======== Provided information ========
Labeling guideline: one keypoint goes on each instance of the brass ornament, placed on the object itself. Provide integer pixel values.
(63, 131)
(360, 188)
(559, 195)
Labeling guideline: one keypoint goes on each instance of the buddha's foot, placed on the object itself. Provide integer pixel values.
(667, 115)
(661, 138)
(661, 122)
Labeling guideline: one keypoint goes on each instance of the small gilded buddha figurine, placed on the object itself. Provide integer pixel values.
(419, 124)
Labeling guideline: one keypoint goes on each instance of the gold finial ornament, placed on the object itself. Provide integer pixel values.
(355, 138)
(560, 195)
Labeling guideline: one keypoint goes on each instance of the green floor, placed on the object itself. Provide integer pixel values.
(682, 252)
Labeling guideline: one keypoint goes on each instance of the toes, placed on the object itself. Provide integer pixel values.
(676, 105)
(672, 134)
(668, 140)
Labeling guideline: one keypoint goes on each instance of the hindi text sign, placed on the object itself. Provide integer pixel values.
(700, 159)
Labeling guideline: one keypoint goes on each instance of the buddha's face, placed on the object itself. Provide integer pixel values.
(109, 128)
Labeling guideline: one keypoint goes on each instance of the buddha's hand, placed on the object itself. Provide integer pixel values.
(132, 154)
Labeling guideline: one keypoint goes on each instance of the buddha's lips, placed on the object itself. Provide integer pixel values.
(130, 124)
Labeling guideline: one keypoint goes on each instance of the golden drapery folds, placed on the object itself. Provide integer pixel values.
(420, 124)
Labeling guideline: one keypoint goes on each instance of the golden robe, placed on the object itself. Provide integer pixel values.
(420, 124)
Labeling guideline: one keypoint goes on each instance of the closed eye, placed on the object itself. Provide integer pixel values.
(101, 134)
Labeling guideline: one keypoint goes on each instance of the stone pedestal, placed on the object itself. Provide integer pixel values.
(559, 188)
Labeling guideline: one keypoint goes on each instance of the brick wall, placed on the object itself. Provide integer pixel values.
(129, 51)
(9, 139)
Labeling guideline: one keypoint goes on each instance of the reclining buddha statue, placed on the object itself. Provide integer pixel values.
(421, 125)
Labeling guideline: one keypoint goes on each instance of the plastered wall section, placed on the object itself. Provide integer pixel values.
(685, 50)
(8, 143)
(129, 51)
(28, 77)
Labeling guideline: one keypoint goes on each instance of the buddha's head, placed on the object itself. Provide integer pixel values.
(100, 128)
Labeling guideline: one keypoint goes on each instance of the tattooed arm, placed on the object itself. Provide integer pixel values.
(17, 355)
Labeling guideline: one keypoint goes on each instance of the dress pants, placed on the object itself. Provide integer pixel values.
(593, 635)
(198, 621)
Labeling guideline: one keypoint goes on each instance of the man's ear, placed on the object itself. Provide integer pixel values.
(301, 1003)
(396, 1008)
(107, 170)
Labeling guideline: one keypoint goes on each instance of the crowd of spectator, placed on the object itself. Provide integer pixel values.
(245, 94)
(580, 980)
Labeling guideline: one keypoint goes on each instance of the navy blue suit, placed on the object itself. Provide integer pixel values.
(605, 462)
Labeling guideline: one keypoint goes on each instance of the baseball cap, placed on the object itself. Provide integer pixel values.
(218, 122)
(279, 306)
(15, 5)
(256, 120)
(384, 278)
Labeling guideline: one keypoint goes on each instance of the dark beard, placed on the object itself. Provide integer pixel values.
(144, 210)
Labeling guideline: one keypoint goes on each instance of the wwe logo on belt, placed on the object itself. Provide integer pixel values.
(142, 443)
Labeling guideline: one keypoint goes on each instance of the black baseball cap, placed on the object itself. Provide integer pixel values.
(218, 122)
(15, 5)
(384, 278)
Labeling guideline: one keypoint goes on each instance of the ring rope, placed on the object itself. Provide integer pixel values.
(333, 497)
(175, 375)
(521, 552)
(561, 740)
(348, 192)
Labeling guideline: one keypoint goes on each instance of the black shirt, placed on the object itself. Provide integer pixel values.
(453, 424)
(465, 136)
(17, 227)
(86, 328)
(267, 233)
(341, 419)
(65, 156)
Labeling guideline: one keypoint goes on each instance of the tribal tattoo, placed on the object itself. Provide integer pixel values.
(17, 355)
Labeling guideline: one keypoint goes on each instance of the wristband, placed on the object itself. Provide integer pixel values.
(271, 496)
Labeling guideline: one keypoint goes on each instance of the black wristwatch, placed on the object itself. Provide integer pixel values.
========
Given request: Please copy everything from the line containing "of the tribal" down to the last line of the items above, with no changes.

In response:
Labeling guideline: one keypoint goes on each instance of the tribal tattoo, placed on the object itself. Provide integer pixel values.
(17, 355)
Labeling guideline: one keypoint goes on each instance of the wristband, placed on the object itself. Provide integer pixel values.
(271, 496)
Labeling guideline: one keypoint goes on each instance of the black wristwatch, placed on the object itself. Provide integer pixel values.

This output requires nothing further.